Records to use:
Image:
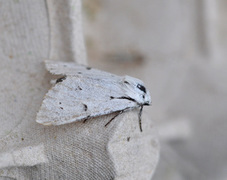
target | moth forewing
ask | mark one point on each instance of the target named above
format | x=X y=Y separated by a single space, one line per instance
x=85 y=92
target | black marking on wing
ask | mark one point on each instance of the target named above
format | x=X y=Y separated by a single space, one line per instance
x=141 y=87
x=123 y=97
x=60 y=79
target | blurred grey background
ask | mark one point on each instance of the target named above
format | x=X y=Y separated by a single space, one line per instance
x=179 y=49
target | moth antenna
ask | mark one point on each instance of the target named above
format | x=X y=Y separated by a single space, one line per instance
x=140 y=121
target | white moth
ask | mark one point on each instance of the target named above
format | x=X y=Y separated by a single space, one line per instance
x=83 y=93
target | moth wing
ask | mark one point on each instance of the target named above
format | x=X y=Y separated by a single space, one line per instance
x=71 y=68
x=75 y=99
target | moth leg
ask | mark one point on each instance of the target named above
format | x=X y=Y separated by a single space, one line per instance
x=140 y=121
x=119 y=112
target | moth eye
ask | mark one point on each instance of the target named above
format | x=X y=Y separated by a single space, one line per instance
x=141 y=87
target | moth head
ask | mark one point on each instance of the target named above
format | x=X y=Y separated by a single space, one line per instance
x=136 y=90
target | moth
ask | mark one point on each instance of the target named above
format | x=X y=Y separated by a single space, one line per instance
x=83 y=92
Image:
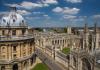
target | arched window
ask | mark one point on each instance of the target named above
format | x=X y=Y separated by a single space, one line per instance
x=3 y=49
x=2 y=67
x=13 y=32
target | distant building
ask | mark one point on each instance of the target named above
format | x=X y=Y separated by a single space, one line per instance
x=16 y=44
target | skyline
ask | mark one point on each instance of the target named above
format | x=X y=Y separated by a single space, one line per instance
x=55 y=13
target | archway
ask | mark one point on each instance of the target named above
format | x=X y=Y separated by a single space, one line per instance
x=74 y=61
x=25 y=65
x=86 y=64
x=15 y=67
x=2 y=67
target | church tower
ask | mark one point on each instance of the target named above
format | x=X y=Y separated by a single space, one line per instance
x=96 y=37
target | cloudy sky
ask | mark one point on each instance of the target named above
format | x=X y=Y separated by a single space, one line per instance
x=55 y=13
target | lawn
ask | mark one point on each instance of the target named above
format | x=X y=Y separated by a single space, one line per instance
x=41 y=66
x=66 y=50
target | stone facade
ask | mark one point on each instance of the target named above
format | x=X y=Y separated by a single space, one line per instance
x=16 y=44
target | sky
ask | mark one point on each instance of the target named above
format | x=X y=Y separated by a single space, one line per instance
x=55 y=13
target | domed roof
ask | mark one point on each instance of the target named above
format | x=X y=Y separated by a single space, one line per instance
x=13 y=19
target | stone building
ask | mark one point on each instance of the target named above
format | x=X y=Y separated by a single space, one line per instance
x=16 y=44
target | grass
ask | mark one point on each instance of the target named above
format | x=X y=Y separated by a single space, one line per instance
x=40 y=66
x=65 y=50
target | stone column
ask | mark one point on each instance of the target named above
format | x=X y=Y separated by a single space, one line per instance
x=8 y=67
x=71 y=62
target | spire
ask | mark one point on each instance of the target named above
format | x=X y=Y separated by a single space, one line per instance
x=13 y=8
x=95 y=28
x=86 y=26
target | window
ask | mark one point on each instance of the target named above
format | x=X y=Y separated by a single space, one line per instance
x=14 y=48
x=3 y=32
x=23 y=31
x=13 y=32
x=3 y=49
x=14 y=56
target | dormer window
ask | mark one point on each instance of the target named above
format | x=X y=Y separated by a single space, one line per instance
x=13 y=32
x=13 y=20
x=4 y=20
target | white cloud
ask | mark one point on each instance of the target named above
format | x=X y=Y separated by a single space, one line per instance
x=74 y=1
x=27 y=5
x=66 y=10
x=31 y=5
x=57 y=9
x=69 y=17
x=23 y=12
x=49 y=1
x=96 y=16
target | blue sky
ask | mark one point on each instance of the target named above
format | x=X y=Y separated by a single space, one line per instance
x=55 y=13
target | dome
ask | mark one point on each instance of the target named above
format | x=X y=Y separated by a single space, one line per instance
x=13 y=19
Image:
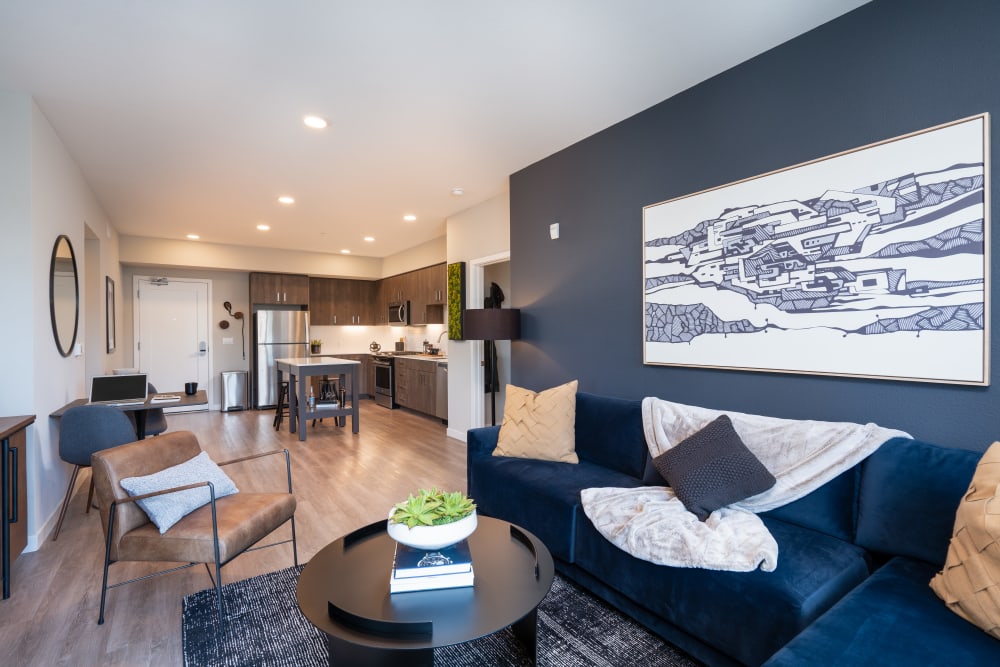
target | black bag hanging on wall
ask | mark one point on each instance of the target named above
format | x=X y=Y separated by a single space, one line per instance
x=494 y=300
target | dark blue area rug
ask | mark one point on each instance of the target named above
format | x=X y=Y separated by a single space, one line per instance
x=265 y=628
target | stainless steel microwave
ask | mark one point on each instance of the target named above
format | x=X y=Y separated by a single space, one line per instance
x=399 y=313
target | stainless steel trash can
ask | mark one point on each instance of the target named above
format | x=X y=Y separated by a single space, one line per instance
x=234 y=390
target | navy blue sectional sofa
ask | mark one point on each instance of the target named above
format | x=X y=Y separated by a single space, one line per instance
x=855 y=556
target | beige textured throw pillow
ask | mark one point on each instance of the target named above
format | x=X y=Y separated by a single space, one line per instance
x=970 y=581
x=539 y=425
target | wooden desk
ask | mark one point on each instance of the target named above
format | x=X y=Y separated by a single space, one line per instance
x=299 y=370
x=199 y=398
x=14 y=478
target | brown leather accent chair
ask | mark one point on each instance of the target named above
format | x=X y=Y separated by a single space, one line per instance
x=214 y=533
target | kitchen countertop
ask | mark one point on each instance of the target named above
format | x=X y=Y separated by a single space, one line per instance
x=423 y=357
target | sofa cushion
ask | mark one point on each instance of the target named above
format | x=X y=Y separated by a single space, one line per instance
x=905 y=486
x=609 y=433
x=893 y=618
x=830 y=509
x=542 y=496
x=713 y=468
x=746 y=615
x=539 y=425
x=970 y=581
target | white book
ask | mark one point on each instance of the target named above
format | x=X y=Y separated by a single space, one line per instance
x=432 y=582
x=164 y=398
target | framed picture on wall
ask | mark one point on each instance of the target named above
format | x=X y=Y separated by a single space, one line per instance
x=873 y=262
x=109 y=295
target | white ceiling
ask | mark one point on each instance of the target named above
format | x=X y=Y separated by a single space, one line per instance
x=185 y=116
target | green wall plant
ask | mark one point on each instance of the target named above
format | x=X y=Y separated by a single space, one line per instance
x=456 y=300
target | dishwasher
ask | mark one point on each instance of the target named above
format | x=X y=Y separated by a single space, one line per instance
x=441 y=395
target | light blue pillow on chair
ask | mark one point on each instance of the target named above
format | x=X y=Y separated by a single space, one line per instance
x=168 y=509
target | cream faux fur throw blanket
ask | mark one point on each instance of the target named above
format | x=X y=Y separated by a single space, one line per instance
x=650 y=523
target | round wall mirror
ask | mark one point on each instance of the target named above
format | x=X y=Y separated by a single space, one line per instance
x=64 y=295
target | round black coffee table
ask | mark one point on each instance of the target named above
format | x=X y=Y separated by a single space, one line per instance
x=344 y=591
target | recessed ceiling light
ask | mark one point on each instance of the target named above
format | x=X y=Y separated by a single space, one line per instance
x=315 y=122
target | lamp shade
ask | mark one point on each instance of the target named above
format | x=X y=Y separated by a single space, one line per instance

Problem to work on:
Rewrite the listing lines starting at "target | blue sky" and ending at "x=399 y=313", both included, with the requests kept, but multiply each point coordinate in the answers by 1.15 and round to whole numbers, halves going up. Return only those lines, and omit the pictures from your answer.

Written answer:
target | blue sky
ask | mark one point on each instance of the target named above
format | x=X y=Y separated by a single space, one line per instance
x=63 y=15
target | dome
ask | mark one point on each instance of the target named above
format | x=X y=Y separated by a single space, one line per instance
x=15 y=22
Image:
target | black bag hanging on wall
ask | mark one point on each instance of the target named above
format | x=X y=Y separated by a single space, one line per instance
x=568 y=345
target | dark blue area rug
ask | mark one point on each instance of the target named above
format | x=X y=Y separated by a single space, one line per instance
x=305 y=722
target | stainless steel microwave
ask | mark one point on each instance of the target named above
format | x=X y=Y separated by a single space, one line per instance
x=459 y=360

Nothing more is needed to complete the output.